TASKS TO COMPLETE —
1: In the Daniel Conte excerpt, which hospital is Conte in?
2: Resume the Daniel Conte excerpt and write on from its final sentence.

PAGE EXTRACT: Begin

Daniel Conte lies in a hospital bed at Landstuhl Army Hospital, Germany, after having barely survived a fierce gun battle with the terrorists who possessed the plutonium pit stolen from a Russian weapons lab. An IV drip dispenses a pain killer whenever Conte presses the little red button at his hand.
As Conte pressed his little button his mushy mind called up to semi-consciousness images of those last days in Tehran in 1979. The disenfranchised poor pouring out of their hovels to join marauding students stampeding down Kourosh-e-Kabir street and swarming over the walls of the British Embassy to smash windows and set buildings aflame. Huge columns of grey-black smoke boiling up into Tehran’s cerulean blue sky. Army tanks and APCs rumbling through the streets. Army troops, APCs, and gun emplacements at the corners of Shahyad Square. And incongruously, the scent of roses in the greenhouse at the US Embassy where Conte said a hurried goodbye to Taraneh.

PAGE EXTRACT: End
RECORDED DATA: Begin

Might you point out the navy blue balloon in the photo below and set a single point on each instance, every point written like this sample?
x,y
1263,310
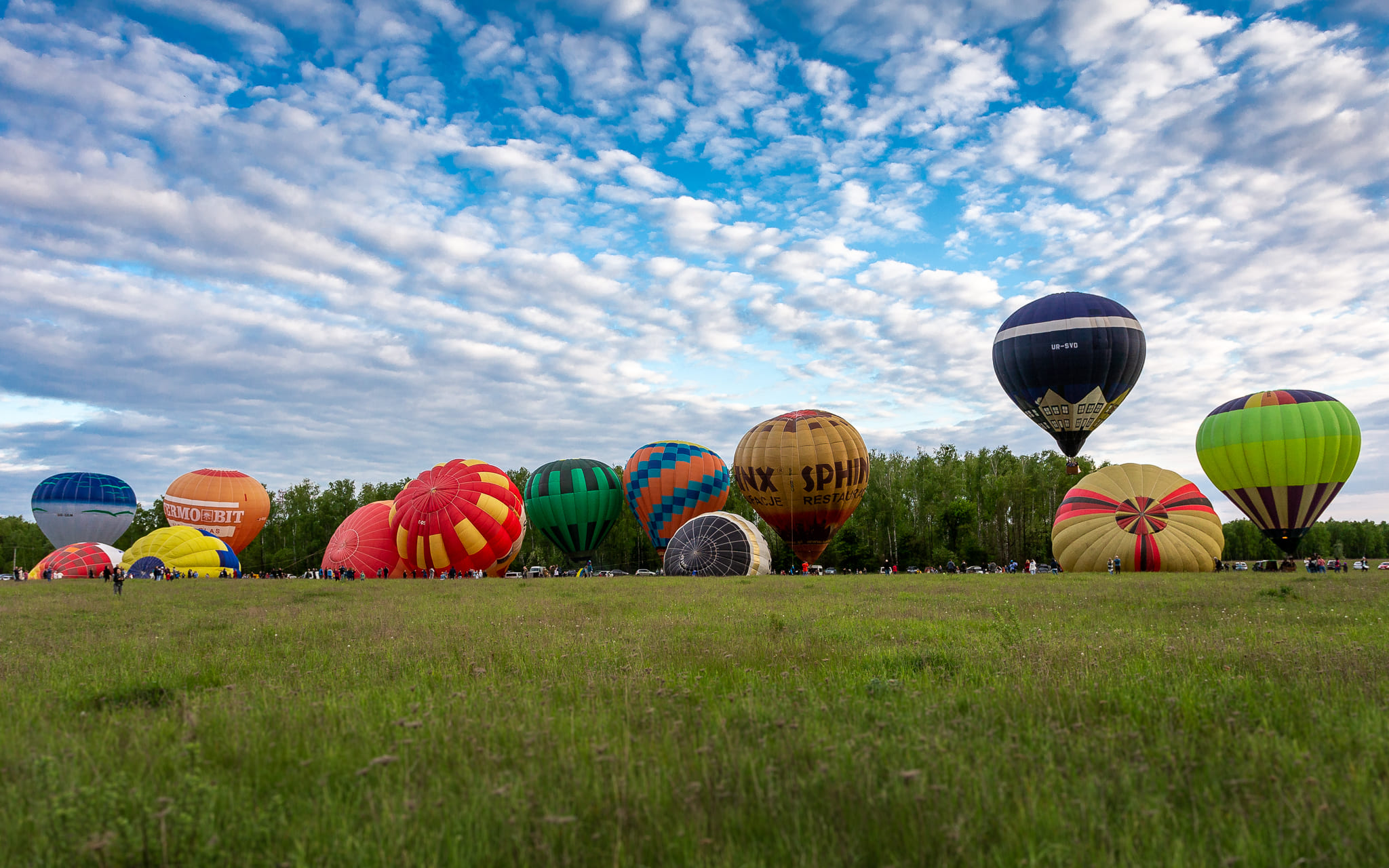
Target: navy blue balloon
x,y
1068,361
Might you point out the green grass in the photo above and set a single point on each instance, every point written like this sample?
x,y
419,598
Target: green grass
x,y
1082,719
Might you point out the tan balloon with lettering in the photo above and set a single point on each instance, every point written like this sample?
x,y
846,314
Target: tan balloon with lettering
x,y
804,473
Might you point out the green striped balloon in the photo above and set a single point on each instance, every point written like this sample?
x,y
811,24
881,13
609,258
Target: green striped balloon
x,y
1281,457
574,503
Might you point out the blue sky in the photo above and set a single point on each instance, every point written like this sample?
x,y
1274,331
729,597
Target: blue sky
x,y
307,238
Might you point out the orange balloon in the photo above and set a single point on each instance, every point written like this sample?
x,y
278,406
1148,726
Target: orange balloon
x,y
228,505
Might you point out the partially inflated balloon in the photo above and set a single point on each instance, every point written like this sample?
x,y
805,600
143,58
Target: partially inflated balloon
x,y
804,473
78,560
1068,360
82,509
1150,518
1281,457
228,505
178,549
670,482
574,503
718,543
461,514
366,543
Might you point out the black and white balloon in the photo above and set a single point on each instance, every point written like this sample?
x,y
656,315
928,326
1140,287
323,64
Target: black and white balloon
x,y
718,543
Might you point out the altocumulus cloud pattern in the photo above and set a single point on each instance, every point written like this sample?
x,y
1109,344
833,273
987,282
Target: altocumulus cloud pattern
x,y
352,239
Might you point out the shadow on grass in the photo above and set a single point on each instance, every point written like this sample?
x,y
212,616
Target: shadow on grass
x,y
149,695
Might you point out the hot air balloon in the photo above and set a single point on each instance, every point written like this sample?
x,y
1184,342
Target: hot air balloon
x,y
1068,360
1150,518
228,505
718,543
670,482
1280,457
366,543
178,549
574,503
82,509
461,514
78,560
804,473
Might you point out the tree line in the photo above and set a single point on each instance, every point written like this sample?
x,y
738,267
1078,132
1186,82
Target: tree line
x,y
920,510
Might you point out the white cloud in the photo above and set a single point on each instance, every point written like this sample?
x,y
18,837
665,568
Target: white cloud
x,y
663,218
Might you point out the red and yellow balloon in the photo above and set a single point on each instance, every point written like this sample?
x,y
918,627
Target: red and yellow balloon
x,y
461,514
228,505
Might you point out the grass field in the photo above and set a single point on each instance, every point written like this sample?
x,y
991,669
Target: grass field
x,y
1082,719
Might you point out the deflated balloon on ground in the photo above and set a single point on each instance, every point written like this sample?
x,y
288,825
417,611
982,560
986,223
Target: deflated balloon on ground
x,y
178,549
364,542
78,560
1150,518
718,543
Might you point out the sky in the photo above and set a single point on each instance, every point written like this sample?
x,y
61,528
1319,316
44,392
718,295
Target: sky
x,y
323,239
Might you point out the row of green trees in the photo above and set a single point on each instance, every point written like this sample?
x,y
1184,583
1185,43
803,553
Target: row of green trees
x,y
920,510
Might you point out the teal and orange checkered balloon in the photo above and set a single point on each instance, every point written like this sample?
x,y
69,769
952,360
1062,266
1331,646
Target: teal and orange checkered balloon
x,y
670,482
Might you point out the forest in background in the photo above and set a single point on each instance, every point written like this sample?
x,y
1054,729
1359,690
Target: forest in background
x,y
920,510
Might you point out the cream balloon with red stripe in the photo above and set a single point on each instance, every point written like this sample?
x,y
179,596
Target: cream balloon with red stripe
x,y
463,514
1152,518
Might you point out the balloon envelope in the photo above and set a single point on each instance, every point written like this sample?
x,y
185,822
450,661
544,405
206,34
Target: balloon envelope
x,y
575,503
178,549
670,482
228,505
1068,360
78,560
804,473
366,543
1152,518
82,507
1281,457
463,514
718,543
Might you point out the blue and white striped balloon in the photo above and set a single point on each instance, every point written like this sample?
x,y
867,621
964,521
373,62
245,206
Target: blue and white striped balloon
x,y
82,509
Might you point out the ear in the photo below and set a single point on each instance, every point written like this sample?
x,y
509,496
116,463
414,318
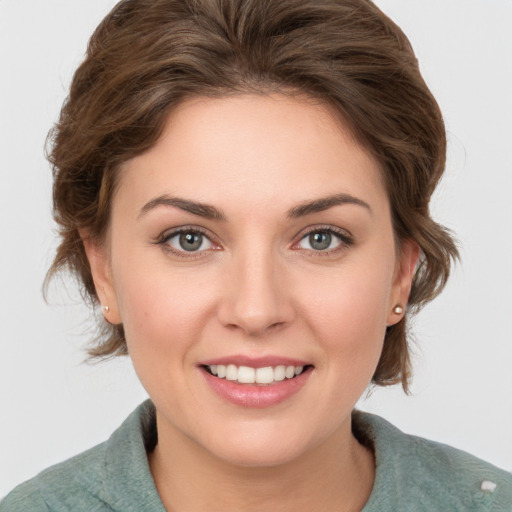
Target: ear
x,y
402,282
99,261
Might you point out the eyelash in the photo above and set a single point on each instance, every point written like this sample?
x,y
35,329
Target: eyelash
x,y
344,238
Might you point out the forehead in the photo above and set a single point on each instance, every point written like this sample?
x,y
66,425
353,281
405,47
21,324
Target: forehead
x,y
261,151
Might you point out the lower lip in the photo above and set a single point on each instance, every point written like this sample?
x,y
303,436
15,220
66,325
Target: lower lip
x,y
254,395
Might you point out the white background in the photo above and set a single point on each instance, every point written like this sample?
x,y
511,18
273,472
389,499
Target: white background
x,y
53,406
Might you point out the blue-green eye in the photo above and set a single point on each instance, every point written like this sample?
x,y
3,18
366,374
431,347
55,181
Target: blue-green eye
x,y
188,241
324,240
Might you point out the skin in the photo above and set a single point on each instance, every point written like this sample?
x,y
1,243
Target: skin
x,y
256,287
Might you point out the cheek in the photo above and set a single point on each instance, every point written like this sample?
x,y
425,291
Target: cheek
x,y
160,306
350,314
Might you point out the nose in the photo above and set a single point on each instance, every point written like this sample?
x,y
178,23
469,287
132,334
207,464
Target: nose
x,y
256,298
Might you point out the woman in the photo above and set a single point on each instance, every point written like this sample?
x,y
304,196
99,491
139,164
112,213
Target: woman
x,y
243,188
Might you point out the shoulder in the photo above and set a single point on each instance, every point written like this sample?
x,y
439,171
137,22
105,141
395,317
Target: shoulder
x,y
417,472
114,475
73,484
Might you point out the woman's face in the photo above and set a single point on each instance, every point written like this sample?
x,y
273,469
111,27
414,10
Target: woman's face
x,y
254,237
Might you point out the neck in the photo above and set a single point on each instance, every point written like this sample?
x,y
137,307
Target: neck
x,y
336,476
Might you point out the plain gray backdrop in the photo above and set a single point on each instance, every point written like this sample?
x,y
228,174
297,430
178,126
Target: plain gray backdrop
x,y
54,406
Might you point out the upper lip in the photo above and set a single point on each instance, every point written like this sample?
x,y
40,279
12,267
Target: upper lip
x,y
255,362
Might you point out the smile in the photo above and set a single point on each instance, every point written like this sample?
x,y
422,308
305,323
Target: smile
x,y
247,375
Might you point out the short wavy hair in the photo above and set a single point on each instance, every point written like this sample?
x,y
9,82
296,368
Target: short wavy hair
x,y
148,56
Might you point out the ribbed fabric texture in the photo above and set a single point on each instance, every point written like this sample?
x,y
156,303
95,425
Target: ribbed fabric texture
x,y
413,475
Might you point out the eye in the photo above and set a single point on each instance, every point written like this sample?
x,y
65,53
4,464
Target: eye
x,y
185,241
324,240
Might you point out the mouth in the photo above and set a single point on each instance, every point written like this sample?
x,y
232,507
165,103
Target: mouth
x,y
263,376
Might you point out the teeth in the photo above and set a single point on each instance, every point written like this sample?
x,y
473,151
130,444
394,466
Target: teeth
x,y
248,375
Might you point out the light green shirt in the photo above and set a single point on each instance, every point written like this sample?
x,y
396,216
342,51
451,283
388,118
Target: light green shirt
x,y
413,475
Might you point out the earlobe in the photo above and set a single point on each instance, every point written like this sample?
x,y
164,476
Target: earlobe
x,y
410,252
99,262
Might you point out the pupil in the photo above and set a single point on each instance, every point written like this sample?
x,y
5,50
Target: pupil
x,y
191,241
320,241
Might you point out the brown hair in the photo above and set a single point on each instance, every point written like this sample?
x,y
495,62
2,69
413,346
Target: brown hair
x,y
148,55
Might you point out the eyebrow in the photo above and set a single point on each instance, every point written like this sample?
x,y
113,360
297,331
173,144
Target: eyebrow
x,y
324,203
201,209
211,212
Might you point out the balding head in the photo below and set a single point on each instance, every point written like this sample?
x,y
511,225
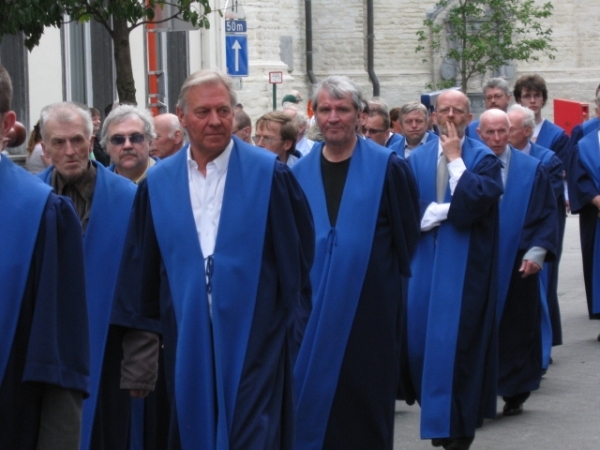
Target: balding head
x,y
169,136
494,130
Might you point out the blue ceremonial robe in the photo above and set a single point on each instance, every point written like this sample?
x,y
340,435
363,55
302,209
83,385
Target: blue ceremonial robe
x,y
43,316
584,185
452,296
528,218
347,370
231,366
551,323
102,244
554,137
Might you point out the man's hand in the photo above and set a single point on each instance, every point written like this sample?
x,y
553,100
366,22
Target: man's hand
x,y
138,393
451,143
529,268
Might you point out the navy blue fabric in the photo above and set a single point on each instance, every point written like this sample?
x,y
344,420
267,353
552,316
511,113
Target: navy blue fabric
x,y
452,297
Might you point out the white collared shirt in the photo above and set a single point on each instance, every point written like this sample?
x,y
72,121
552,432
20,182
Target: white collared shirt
x,y
206,196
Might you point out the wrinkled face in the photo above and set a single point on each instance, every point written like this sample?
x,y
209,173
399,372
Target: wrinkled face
x,y
128,155
337,119
414,127
208,118
268,136
164,146
375,130
67,146
519,134
533,100
494,132
496,98
452,106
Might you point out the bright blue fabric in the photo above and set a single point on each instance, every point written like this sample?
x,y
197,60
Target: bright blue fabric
x,y
210,354
341,259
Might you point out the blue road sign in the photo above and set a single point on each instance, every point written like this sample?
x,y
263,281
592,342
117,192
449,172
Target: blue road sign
x,y
237,55
236,26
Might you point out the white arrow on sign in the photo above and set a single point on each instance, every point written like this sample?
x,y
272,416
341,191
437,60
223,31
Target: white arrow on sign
x,y
237,47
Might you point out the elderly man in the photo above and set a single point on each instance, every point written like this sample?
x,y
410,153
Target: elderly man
x,y
496,95
44,359
364,202
522,124
219,250
528,238
452,294
169,136
103,201
377,125
413,118
277,132
127,135
584,194
303,144
242,126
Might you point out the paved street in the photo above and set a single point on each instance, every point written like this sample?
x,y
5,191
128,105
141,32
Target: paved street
x,y
564,413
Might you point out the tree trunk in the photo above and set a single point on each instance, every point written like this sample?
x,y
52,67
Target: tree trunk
x,y
125,82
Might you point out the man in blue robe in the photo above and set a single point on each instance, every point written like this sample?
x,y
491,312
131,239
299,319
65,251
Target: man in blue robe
x,y
522,123
44,355
217,258
365,207
413,117
528,237
496,95
103,203
584,193
452,293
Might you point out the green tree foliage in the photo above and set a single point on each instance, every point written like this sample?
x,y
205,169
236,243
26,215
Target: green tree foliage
x,y
119,17
481,36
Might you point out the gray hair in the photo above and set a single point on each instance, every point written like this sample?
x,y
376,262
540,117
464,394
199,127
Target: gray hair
x,y
301,118
528,115
65,112
123,112
499,83
202,77
411,107
338,87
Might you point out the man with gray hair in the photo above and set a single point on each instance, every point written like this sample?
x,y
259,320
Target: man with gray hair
x,y
303,144
103,202
218,255
127,135
170,136
364,202
413,118
522,122
496,94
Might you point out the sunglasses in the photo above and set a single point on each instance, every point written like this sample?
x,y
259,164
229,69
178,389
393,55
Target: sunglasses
x,y
119,139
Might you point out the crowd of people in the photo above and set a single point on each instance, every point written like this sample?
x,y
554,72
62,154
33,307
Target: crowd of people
x,y
168,284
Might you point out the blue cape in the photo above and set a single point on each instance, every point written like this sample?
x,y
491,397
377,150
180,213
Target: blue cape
x,y
341,259
102,248
513,209
589,151
22,202
210,353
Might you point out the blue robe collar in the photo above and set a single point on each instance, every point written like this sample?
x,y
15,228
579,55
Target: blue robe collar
x,y
210,354
341,259
22,202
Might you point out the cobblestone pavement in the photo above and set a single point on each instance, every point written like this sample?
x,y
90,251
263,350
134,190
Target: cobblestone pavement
x,y
564,413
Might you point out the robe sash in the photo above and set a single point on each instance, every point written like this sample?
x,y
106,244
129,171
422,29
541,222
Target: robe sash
x,y
22,202
341,259
210,353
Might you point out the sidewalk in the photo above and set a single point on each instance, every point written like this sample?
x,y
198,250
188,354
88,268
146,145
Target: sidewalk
x,y
565,413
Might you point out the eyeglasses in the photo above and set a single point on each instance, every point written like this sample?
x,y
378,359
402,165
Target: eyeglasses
x,y
372,131
119,139
265,139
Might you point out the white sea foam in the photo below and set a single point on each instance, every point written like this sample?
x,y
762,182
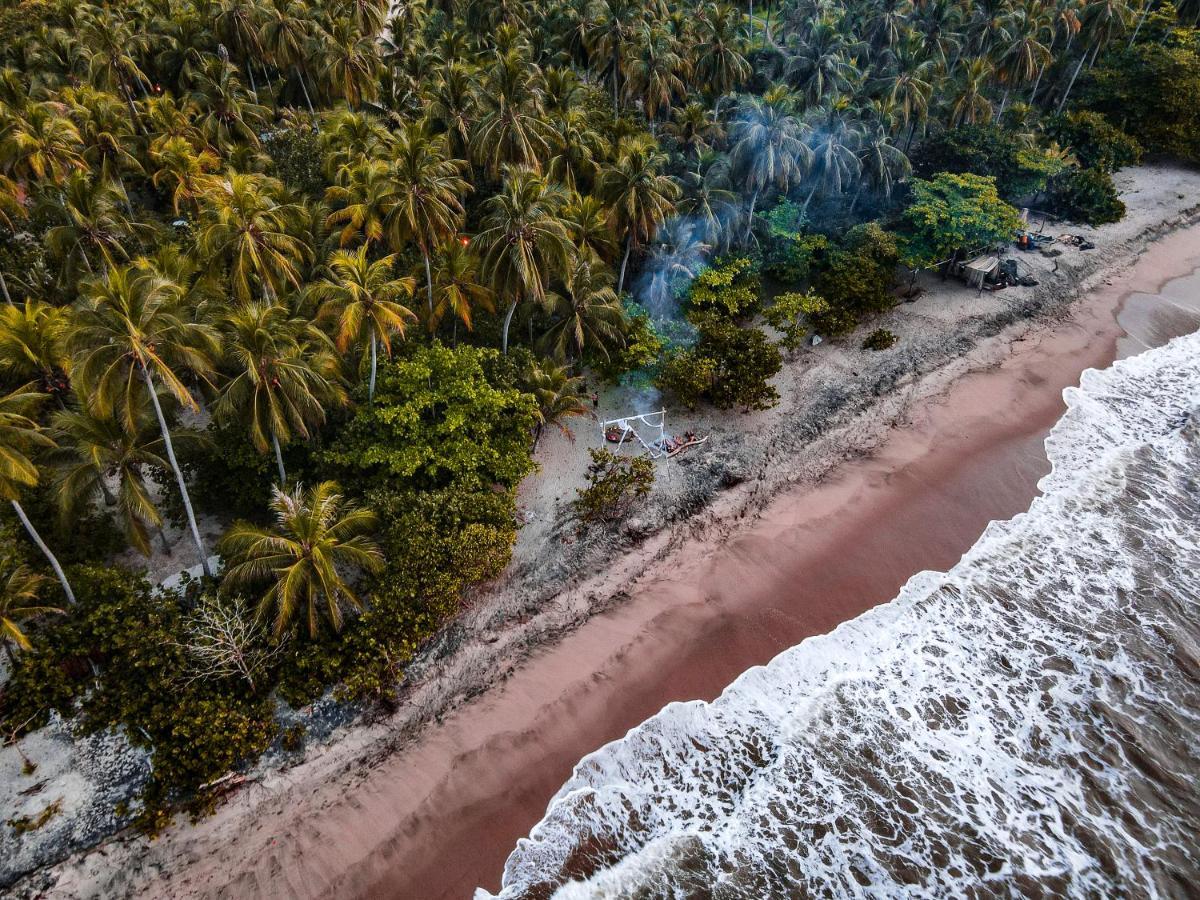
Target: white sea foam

RECORDED DATA: End

RESPONSES TO THE EXERCISE —
1: Landstuhl Army Hospital in Germany.

2:
Conte remembered her pulling him back to kiss again as he turned to go. He would never forget the look in her eyes. She knew what he would not let himself even consider. He wondered now at his naïve belief that the small parcel of US territory called an embassy, surrounded by a nation gone mad, would ever be an island of safety.
In Chapter 21 of my novel, The Lion and the Sun, I mention Doshantapi Air Base, Tehran, a main base of the Royal Iranian Air Force (RIAF) and, in the novel, the launching point for the novel’s protagonist, Daniel Conte, in the last leg of his mission to recover the missing Russian plutonium pit. The primary action in the novel takes place in 1994, but Conte was in Tehran in 1978-79 and his return brings back troubling memories.
I spent five weeks in Tehran beginning October 2, 1978. Martial law had been declared in Iran the previous month due to strikes, violent demonstrations, and riots.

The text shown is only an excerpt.